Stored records
——————

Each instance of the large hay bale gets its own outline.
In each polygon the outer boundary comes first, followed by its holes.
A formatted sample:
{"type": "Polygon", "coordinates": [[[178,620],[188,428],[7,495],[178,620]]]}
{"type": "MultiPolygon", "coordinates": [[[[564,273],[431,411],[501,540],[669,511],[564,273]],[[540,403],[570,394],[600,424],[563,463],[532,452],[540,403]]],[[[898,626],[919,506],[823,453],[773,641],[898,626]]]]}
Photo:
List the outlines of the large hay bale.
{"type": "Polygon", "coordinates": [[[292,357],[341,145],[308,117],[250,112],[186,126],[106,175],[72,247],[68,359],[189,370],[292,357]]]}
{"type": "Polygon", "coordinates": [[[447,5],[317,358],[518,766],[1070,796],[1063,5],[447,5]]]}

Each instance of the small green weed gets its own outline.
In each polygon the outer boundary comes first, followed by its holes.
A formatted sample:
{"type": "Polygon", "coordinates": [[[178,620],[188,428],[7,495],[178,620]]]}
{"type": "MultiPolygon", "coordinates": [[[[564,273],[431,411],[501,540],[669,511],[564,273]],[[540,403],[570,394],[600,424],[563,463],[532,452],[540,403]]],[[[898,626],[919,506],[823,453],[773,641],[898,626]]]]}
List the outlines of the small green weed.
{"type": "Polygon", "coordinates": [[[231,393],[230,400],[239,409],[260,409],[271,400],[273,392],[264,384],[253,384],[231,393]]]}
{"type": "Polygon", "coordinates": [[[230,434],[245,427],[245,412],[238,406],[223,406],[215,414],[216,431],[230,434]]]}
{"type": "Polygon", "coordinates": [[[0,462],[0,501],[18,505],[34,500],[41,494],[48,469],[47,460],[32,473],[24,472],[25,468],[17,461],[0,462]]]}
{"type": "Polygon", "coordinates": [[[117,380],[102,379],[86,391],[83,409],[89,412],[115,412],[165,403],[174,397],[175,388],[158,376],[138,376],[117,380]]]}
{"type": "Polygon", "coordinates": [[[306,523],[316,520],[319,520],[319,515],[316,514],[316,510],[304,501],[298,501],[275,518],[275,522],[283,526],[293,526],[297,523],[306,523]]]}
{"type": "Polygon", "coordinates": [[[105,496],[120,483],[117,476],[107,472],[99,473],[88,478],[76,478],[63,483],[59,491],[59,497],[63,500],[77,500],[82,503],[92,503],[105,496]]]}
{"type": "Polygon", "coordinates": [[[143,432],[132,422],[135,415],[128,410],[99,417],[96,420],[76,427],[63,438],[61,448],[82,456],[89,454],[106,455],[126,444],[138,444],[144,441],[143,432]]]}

——————

- Task directions: Transcribe all of the data exactly, leaving no line out.

- Result of this exercise:
Each instance of the large hay bale gets its own outline.
In each polygon the outer boundary comes first, followed by its holes.
A formatted sample:
{"type": "Polygon", "coordinates": [[[178,620],[188,428],[7,495],[178,620]]]}
{"type": "MultiPolygon", "coordinates": [[[[564,273],[431,411],[501,540],[669,511],[564,273]],[[540,403],[570,394],[600,424],[563,463],[532,452],[540,403]]],[[[898,626],[919,506],[823,453],[773,641],[898,626]]]]}
Photo:
List the outlines of the large hay bale.
{"type": "Polygon", "coordinates": [[[292,357],[341,145],[308,117],[250,112],[186,126],[106,175],[72,247],[68,359],[189,370],[292,357]]]}
{"type": "Polygon", "coordinates": [[[447,5],[317,358],[518,766],[1070,796],[1063,5],[447,5]]]}

Each instance of the small green weed gets its own outline.
In each polygon the outer boundary comes first, followed by its holes.
A formatted sample:
{"type": "Polygon", "coordinates": [[[178,620],[188,428],[7,495],[178,620]]]}
{"type": "MultiPolygon", "coordinates": [[[[564,273],[431,411],[501,540],[669,511],[564,273]],[[540,403],[570,394],[600,424],[563,463],[532,452],[540,403]]],[[[898,626],[919,506],[823,453],[773,641],[898,626]]]]}
List the outlines of the small green weed.
{"type": "Polygon", "coordinates": [[[231,393],[230,400],[239,409],[260,409],[271,400],[273,392],[264,384],[253,384],[231,393]]]}
{"type": "Polygon", "coordinates": [[[230,434],[245,427],[245,412],[238,406],[223,406],[215,414],[216,431],[230,434]]]}
{"type": "Polygon", "coordinates": [[[0,462],[0,501],[18,505],[34,500],[41,494],[48,469],[47,460],[32,473],[24,472],[25,468],[17,461],[0,462]]]}
{"type": "Polygon", "coordinates": [[[117,380],[102,379],[86,391],[83,409],[89,412],[115,412],[165,403],[174,397],[175,388],[158,376],[138,376],[117,380]]]}
{"type": "Polygon", "coordinates": [[[306,523],[316,520],[319,520],[319,515],[316,514],[316,510],[304,501],[298,501],[275,518],[275,522],[283,526],[293,526],[297,523],[306,523]]]}
{"type": "Polygon", "coordinates": [[[105,496],[120,483],[117,476],[107,472],[99,473],[88,478],[76,478],[63,483],[59,491],[59,497],[63,500],[77,500],[82,503],[92,503],[105,496]]]}
{"type": "Polygon", "coordinates": [[[143,432],[132,422],[135,415],[128,410],[99,417],[96,420],[76,427],[63,438],[61,448],[82,456],[89,454],[106,455],[126,444],[138,444],[144,441],[143,432]]]}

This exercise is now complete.